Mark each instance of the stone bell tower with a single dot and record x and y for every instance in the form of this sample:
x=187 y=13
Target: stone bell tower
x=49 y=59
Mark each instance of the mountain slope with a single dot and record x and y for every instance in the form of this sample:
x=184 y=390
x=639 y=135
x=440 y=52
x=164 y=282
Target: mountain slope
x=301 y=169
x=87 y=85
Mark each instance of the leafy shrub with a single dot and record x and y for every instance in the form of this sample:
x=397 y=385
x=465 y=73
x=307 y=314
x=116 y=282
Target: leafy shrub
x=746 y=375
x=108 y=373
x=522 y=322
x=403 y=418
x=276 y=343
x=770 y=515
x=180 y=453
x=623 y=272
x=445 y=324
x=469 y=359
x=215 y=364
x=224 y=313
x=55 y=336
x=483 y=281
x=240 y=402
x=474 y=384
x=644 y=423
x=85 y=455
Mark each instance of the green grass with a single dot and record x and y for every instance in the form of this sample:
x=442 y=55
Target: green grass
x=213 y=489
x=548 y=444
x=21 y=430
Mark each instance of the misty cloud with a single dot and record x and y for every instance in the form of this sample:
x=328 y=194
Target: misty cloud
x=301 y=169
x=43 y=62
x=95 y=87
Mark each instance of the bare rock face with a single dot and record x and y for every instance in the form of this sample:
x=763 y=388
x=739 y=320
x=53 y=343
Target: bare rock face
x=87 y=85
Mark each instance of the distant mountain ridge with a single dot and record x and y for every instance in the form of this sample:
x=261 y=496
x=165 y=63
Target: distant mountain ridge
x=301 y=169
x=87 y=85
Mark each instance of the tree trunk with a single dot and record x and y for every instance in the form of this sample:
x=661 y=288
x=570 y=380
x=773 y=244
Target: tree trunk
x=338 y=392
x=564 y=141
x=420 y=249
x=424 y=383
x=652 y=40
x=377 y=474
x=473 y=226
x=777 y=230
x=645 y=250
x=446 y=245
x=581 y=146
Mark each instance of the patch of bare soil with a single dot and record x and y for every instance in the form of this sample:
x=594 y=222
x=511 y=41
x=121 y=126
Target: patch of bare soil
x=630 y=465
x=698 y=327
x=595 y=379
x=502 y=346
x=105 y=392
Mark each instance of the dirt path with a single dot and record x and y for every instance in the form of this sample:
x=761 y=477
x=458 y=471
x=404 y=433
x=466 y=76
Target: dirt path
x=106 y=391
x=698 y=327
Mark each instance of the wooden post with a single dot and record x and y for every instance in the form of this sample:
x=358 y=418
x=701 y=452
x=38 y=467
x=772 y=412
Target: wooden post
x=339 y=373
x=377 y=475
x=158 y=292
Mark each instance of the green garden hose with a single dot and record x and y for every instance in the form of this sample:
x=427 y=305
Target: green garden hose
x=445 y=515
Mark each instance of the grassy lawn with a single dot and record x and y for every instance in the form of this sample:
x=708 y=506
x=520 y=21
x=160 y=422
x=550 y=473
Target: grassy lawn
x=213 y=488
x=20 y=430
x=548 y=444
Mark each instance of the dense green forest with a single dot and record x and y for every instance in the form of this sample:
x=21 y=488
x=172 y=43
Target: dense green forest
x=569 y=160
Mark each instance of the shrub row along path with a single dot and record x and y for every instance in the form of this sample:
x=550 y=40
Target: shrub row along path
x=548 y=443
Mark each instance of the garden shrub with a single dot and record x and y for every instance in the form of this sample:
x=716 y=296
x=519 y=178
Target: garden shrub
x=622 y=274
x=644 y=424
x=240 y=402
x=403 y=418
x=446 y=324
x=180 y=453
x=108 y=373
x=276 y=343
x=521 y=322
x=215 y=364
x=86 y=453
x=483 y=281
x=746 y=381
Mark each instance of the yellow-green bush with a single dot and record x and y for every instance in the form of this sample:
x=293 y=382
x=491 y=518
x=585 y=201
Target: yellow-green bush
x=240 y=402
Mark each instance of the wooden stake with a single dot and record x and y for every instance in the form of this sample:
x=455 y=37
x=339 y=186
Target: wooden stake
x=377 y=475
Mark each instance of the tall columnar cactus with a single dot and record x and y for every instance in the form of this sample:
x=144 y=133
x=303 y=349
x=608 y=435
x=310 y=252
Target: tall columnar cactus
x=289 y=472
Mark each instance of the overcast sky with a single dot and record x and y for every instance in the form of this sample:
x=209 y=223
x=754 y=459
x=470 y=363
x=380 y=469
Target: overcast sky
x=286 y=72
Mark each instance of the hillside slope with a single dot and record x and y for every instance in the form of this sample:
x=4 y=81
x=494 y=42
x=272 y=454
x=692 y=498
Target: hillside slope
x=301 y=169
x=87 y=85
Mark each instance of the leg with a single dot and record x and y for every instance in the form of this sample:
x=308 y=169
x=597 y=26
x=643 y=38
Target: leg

--

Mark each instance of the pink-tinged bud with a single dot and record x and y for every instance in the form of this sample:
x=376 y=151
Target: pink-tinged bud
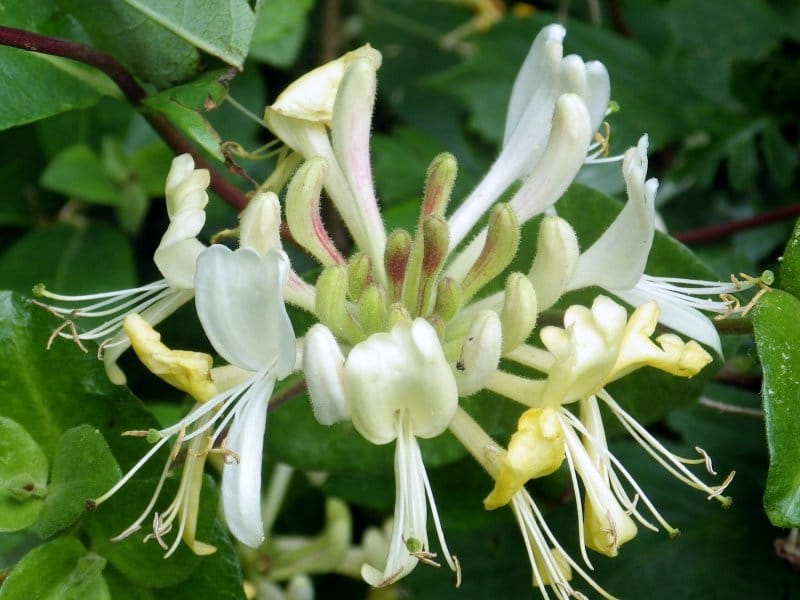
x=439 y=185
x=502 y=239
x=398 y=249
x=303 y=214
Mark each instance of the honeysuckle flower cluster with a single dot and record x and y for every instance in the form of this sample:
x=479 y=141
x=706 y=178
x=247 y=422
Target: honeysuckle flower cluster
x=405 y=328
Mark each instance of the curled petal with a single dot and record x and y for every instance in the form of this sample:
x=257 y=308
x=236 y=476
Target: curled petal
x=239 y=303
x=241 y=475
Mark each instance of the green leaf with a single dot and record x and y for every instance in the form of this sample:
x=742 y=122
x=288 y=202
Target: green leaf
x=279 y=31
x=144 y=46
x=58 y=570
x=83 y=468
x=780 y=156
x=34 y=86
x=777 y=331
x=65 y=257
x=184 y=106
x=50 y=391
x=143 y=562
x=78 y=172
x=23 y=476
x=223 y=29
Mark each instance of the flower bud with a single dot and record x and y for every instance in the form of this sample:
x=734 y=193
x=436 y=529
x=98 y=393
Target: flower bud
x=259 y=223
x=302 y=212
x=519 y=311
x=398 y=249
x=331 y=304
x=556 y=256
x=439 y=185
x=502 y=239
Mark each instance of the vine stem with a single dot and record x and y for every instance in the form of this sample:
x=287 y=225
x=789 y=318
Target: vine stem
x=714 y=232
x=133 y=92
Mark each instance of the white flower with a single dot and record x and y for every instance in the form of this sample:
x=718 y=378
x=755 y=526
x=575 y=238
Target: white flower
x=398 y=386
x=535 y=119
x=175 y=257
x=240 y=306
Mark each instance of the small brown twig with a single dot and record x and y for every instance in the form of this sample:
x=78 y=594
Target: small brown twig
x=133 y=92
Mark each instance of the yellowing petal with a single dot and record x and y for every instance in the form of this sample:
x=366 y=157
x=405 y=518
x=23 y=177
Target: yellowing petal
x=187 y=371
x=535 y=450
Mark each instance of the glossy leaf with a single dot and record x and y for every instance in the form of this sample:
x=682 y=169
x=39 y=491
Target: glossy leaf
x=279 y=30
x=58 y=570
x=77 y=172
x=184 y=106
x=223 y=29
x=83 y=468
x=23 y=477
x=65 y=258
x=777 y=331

* * *

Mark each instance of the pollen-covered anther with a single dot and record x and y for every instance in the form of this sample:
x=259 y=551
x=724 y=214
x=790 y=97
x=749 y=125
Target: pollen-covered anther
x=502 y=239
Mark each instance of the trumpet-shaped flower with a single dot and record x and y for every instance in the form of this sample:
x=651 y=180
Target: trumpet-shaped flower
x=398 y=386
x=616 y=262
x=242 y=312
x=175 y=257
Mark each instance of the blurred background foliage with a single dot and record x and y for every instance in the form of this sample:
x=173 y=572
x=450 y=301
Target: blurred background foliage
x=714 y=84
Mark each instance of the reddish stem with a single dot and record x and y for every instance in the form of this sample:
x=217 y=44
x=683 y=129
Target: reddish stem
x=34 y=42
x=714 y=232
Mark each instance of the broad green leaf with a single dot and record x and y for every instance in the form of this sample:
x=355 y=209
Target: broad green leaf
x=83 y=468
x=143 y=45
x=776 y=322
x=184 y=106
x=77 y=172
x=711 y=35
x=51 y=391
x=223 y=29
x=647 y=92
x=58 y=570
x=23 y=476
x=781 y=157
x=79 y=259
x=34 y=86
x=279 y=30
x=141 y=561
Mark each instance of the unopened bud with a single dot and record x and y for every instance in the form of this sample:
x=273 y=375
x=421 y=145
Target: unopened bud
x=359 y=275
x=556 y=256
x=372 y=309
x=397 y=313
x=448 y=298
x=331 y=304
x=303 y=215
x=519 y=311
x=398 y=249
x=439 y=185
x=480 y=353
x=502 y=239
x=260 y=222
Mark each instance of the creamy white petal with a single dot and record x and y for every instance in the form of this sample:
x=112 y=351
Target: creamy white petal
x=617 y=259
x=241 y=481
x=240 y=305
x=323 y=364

_Do this_: Can you recast everything above, from the line containing "Mark each instance of the wooden stake" down to the line containing "x=289 y=472", as a JSON list of strings with one string per line and blank lines left out?

_Solution to the problem_:
[
  "Mark each instance of the wooden stake with a single dot and record x and y for every instance in the form of this sample:",
  "x=455 y=37",
  "x=339 y=186",
  "Target: wooden stake",
  "x=377 y=475",
  "Mark each instance of the tall columnar cactus with a single dot and record x and y for every instance in the form of this sample:",
  "x=144 y=133",
  "x=303 y=349",
  "x=608 y=435",
  "x=310 y=252",
  "Target: tall columnar cactus",
  "x=289 y=472"
]